TASK:
In the article on plant stem growth below, list every part of a human limb whose growth Agustí says must be coordinated.

DOCUMENT SEGMENT:
★ ★ ★ ★ ★
A research team from the Instituto de Biología Molecular y Celular de Plantas (IBMCP), a joint center of the Consejo Superior de Investigaciones Científicas (CSIC) and the Universitat Politècnica de València (UPV), has identified key cellular, genetic, and molecular mechanisms that coordinate two concurrent growth programs in plant stems: longitudinal (height) and radial (thickness). The findings were published in the journal Current Biology.
Javier Agustí, a researcher at IBMCP and coordinator of the study, stated, "This coordination is crucial for plant stems to develop in appropriate proportions to ensure sufficient stability through radial growth, which facilitates longitudinal expansion. Our results suggest that the mechanism we identified likely occurs in the vast majority of plant species."
The study also involved experts from the Plant Science Center (UPSC) at Umeå University in Sweden, who worked with two distinct species: the model plant Arabidopsis thaliana, a herbaceous species, and the poplar tree.
This research serves as a model for understanding how various growth programs coordinate during the development of organs in multicellular organisms. Agustí explained that an analogy in humans could be drawn from the development of a limb, where the growth of bones, tendons, muscles, and skin must be coordinated to avoid aberrant forms.
Studying these mechanisms in plant stems is advantageous because only two growth programs coexist: longitudinal and radial, facilitating the identification of basic coordination principles that could be common to other biological systems.
The plant stem, particularly in trees, is composed of tissues that accumulate the most biomass in the ground, forming wood. Understanding the coordination of growth programs during stem development could help maximize biomass production. Agustí pointed out, "Plant biomass consists of carbon polymers, and the source of that carbon is atmospheric CO2. Moreover, wood is a renewable material that supports ecological production in certain industries, such as construction. By maximizing wood production per tree—such as intervening in the coordination of growth programs during development—we would not only enhance our options for more ecological production but also contribute to reducing atmospheric CO2 levels."
★ ★ ★ ★ ★
EXCERPTED RECORDS:
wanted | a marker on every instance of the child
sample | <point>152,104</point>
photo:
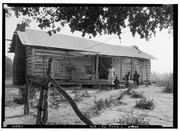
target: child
<point>116,82</point>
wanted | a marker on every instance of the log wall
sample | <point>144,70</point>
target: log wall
<point>124,65</point>
<point>64,66</point>
<point>67,67</point>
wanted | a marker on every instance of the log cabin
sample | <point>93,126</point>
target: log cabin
<point>75,60</point>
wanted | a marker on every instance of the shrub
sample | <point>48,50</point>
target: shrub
<point>133,120</point>
<point>143,103</point>
<point>135,94</point>
<point>86,93</point>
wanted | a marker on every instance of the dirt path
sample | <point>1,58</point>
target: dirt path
<point>162,114</point>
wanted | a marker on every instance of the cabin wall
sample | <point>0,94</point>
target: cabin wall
<point>123,65</point>
<point>64,67</point>
<point>19,63</point>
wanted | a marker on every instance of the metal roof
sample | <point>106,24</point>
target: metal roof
<point>82,45</point>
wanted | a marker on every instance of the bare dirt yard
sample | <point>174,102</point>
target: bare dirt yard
<point>114,114</point>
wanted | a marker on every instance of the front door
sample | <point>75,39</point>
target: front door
<point>57,71</point>
<point>104,65</point>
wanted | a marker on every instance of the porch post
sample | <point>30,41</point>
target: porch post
<point>120,69</point>
<point>97,65</point>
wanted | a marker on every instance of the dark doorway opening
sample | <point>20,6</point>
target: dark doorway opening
<point>104,65</point>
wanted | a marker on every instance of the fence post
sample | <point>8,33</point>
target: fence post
<point>47,86</point>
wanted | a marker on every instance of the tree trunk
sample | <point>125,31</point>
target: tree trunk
<point>71,102</point>
<point>39,111</point>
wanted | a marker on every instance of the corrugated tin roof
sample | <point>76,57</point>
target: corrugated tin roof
<point>84,46</point>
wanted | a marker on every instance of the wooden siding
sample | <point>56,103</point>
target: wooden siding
<point>28,51</point>
<point>83,66</point>
<point>124,65</point>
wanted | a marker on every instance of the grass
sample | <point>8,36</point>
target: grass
<point>135,94</point>
<point>168,87</point>
<point>133,120</point>
<point>144,103</point>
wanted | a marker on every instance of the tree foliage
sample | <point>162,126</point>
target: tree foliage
<point>94,20</point>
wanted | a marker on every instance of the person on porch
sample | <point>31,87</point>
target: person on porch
<point>111,76</point>
<point>128,79</point>
<point>116,82</point>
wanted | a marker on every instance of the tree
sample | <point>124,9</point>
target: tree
<point>94,20</point>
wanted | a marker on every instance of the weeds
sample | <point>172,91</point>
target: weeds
<point>135,94</point>
<point>55,99</point>
<point>133,120</point>
<point>143,103</point>
<point>168,87</point>
<point>21,97</point>
<point>86,93</point>
<point>120,97</point>
<point>77,97</point>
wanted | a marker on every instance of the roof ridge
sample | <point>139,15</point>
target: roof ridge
<point>103,43</point>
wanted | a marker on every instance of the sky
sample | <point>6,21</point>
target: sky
<point>161,46</point>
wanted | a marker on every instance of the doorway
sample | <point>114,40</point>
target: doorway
<point>104,65</point>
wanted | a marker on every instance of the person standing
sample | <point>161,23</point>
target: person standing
<point>136,78</point>
<point>111,76</point>
<point>116,82</point>
<point>128,78</point>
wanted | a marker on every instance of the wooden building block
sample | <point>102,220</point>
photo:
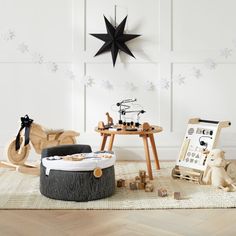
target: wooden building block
<point>142,173</point>
<point>177,196</point>
<point>133,186</point>
<point>140,185</point>
<point>149,188</point>
<point>120,183</point>
<point>162,192</point>
<point>137,178</point>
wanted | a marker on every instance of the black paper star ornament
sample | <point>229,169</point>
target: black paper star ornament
<point>115,40</point>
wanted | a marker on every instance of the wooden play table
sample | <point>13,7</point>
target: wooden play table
<point>145,135</point>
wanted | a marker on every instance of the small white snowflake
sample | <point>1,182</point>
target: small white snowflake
<point>71,74</point>
<point>210,64</point>
<point>37,58</point>
<point>150,86</point>
<point>197,73</point>
<point>165,84</point>
<point>130,86</point>
<point>88,81</point>
<point>23,48</point>
<point>180,79</point>
<point>226,52</point>
<point>234,42</point>
<point>53,67</point>
<point>107,85</point>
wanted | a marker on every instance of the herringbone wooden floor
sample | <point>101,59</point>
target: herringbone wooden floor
<point>95,223</point>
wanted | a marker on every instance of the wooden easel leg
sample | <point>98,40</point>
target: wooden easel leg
<point>104,140</point>
<point>147,154</point>
<point>111,142</point>
<point>154,150</point>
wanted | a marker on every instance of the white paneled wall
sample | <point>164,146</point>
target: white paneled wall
<point>178,37</point>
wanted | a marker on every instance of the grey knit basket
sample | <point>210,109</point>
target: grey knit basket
<point>75,185</point>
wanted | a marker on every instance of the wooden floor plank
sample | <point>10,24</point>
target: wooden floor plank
<point>116,223</point>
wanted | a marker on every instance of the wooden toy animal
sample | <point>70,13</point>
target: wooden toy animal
<point>215,174</point>
<point>37,137</point>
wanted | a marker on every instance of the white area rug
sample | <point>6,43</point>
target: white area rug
<point>19,191</point>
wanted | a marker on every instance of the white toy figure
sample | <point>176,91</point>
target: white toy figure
<point>215,173</point>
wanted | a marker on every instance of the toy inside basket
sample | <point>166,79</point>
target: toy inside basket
<point>201,135</point>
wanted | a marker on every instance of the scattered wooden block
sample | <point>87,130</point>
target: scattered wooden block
<point>162,192</point>
<point>149,188</point>
<point>120,183</point>
<point>143,180</point>
<point>142,173</point>
<point>133,186</point>
<point>137,178</point>
<point>177,196</point>
<point>101,125</point>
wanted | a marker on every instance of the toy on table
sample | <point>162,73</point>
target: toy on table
<point>177,196</point>
<point>201,135</point>
<point>109,120</point>
<point>162,192</point>
<point>125,109</point>
<point>124,123</point>
<point>37,137</point>
<point>215,173</point>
★ ★ ★ ★ ★
SOLUTION FOR THIS PROBLEM:
bones, tendons, muscles, skin